* **Brief**
Copy all of the following entries word for word, without changing anything.

## START Provided information

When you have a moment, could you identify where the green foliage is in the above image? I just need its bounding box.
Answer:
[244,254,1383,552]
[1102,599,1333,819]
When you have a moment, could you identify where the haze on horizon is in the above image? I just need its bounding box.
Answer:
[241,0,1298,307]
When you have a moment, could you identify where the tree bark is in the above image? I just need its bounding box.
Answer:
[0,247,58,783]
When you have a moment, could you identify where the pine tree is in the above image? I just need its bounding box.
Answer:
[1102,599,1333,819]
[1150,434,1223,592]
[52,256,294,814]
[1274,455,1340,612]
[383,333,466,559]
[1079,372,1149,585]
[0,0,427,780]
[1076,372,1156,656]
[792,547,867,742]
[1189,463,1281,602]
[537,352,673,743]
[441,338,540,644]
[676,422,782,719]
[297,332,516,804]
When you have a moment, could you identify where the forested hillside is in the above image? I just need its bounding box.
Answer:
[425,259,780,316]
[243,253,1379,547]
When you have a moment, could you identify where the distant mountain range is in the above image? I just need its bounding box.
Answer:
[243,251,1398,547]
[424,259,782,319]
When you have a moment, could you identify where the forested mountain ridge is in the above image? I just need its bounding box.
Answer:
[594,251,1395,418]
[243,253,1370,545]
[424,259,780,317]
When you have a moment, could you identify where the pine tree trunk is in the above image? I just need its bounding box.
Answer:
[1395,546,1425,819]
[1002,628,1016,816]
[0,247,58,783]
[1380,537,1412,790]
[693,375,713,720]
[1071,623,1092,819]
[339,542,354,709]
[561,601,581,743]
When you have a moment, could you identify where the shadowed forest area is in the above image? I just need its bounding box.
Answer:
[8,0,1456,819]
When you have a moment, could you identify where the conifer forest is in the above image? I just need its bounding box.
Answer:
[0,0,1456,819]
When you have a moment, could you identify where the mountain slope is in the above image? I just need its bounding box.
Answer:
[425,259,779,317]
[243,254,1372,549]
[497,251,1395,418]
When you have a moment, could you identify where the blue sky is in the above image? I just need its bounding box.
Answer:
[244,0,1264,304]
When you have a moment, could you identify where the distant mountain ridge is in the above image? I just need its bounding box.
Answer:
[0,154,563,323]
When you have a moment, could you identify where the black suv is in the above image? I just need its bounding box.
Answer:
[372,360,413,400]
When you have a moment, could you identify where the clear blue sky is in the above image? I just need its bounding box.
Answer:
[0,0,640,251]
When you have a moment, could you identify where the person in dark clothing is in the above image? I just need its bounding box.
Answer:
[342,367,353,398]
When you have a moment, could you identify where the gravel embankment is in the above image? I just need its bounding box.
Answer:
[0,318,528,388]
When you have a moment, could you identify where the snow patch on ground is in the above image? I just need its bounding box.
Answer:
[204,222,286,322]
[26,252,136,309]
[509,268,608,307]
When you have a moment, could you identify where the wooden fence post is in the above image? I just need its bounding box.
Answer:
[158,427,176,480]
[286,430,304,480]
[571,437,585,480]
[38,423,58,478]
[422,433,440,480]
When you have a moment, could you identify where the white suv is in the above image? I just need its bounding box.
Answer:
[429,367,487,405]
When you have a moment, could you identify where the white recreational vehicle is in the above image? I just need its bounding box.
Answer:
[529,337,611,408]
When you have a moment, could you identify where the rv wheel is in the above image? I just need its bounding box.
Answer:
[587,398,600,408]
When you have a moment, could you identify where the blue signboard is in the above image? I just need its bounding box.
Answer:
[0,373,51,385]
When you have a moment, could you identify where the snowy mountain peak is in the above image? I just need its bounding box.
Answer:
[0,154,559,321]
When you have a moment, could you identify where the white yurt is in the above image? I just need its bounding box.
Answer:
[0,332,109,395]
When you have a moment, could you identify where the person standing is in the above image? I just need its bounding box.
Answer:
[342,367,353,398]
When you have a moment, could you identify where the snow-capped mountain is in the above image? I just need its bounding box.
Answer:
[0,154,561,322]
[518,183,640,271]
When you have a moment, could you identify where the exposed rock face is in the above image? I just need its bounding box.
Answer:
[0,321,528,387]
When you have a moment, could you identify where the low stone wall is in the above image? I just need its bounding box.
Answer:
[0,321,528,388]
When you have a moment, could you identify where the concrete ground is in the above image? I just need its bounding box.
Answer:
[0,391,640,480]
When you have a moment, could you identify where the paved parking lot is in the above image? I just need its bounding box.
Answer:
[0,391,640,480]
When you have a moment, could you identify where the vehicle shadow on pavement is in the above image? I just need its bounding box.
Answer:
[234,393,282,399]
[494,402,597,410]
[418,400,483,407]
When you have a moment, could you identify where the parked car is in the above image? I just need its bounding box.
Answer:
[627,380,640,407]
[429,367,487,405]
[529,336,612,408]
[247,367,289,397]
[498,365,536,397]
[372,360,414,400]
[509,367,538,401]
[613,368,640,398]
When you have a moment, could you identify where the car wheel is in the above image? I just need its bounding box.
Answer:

## END Provided information

* **The output**
When you have a moment, could you identify where the green foliage is in the above image? I just need its bounding box.
Answer:
[244,254,1383,552]
[1102,599,1333,819]
When you have a moment, could you identify where the haze on horizon is in the above image? I just need its bounding box.
Answer:
[241,0,1298,307]
When you have a moment, could you identify where the tree bark is in the above image? I just need its bounding box.
Answer:
[0,247,58,783]
When you have a moment, could you identify where the pine tree is in the above image? I just need its bounding box.
Answer:
[1102,599,1333,819]
[1150,434,1223,592]
[52,256,294,814]
[1274,455,1340,612]
[383,333,466,559]
[1079,372,1149,585]
[0,0,427,780]
[1076,372,1156,656]
[792,547,867,742]
[1189,463,1281,602]
[537,352,673,743]
[441,338,540,644]
[676,422,782,719]
[297,332,516,804]
When you have a moment, could you identify where the forested hillside is in the above image? I just need its bounding box.
Answer:
[425,259,780,316]
[243,253,1379,547]
When you have a moment, could you identify where the distant mountain range is in the above image? I just need its bounding box.
Answer:
[243,251,1398,547]
[424,259,782,319]
When you have a moment, could you identify where the forested mountain ridge is in the above image? I just need its bounding box.
Answer:
[594,251,1395,418]
[243,253,1370,545]
[424,259,780,317]
When you have a moment, could you identify where the pine tree trunk is in the above image? I just need its bounding box.
Answer:
[1395,546,1425,819]
[1002,628,1016,816]
[0,247,58,783]
[1380,537,1412,790]
[693,375,713,720]
[1071,623,1092,819]
[339,542,354,709]
[561,601,581,743]
When you have a moment, could you identify where the shadowed forest area is in the above image? I just need its bounding box.
Answer:
[8,0,1456,819]
When you have a moment, could you identify where the conifer forest is in the above image? I just need its bounding box.
Answer:
[0,0,1456,819]
When you have a moment, could you identify where the mountain slope is in the above image? I just need its bounding box.
Answer:
[425,259,779,317]
[243,254,1372,549]
[497,251,1395,418]
When you have a moment, could you identify where the blue sky is in the above image? I just need its bounding box.
Answer:
[244,0,1264,304]
When you have a moment, could you identify where the distant mountain ridge is in the above image? I just need its bounding box.
Answer:
[0,154,563,323]
When you have a moment, could you identify where the black suv is in the above image? I just need its bounding box.
Answer:
[372,360,413,400]
When you have a moment, could you identify where the clear blue sky is in the above image? I just need its bounding box.
Answer:
[0,0,640,251]
When you have a moment, could you identify where the person in dark clothing is in the above image? I just need its bounding box.
Answer:
[342,367,353,398]
When you have a moment, could you identify where the gravel embankment is in the above image? I just need its bounding box.
Answer:
[0,318,528,388]
When you have a moment, could you identify where the snow patch on ground is in the above image? I just need its bounding box.
Answer:
[204,222,286,322]
[26,252,136,309]
[509,268,608,307]
When you have a moment, could you identify where the wooden fence post is in the above image? I just need its bounding box.
Answer:
[158,427,176,480]
[286,430,304,480]
[571,437,585,480]
[38,423,58,478]
[422,433,440,480]
When you have a moment, could you identify where the white suv is in the above image? I just need its bounding box.
Answer:
[429,367,487,405]
When you have a moment, could you identify where the white recreational vehicle is in the above image? I just need its bounding box.
Answer:
[529,337,611,408]
When you have a moment, could you identify where the rv wheel is in the above image? I just need its bounding box.
Answer:
[587,398,600,408]
When you have a moment, could you identify where the blue signboard is in the above image? I just need its bounding box.
Answer:
[0,373,51,385]
When you have a moment, could you identify where the snowy mountain peak is in the above image? I just need its bounding box.
Answer:
[0,154,559,321]
When you have a moment, could you identify where the white yurt is in the above image? I just need its bounding box.
Answer:
[0,332,109,395]
When you have a moment, could you identify where the person standing is in the above image? I just need its bounding box.
Answer:
[342,367,353,398]
When you have a moment, could you identify where the snow-capped mountain is in the above image? I just need its bounding box.
Answer:
[0,154,561,322]
[518,183,640,271]
When you have a moment, could you identify where the exposed rock face is in the above image? I just need its bounding box.
Answer:
[0,321,528,387]
When you have a moment, could you identify where the low stone wall is in the above image? I just need its bounding box.
Answer:
[0,321,528,388]
When you have a moment, could you identify where the concrete ground is in the above image? I just need its bounding box.
Answer:
[0,391,640,480]
When you have a moment, could you identify where the paved parking lot is in the above image? I just need its bounding box.
Answer:
[0,391,640,480]
When you have a moment, could you identify where the vehicle shadow on pavement is in the above image? I just need its bounding box.
Answer:
[234,393,282,399]
[494,402,597,410]
[418,400,483,407]
When you have a moment, could you identify where the parked car is in the above image? I just need its bounding box.
Answer:
[627,380,640,407]
[429,367,487,405]
[529,336,612,408]
[247,367,289,397]
[498,365,536,397]
[372,360,414,400]
[509,367,538,401]
[613,368,640,398]
When you have a moment, could you identify where the car wheel is in the above image? I just need its bounding box.
Answer:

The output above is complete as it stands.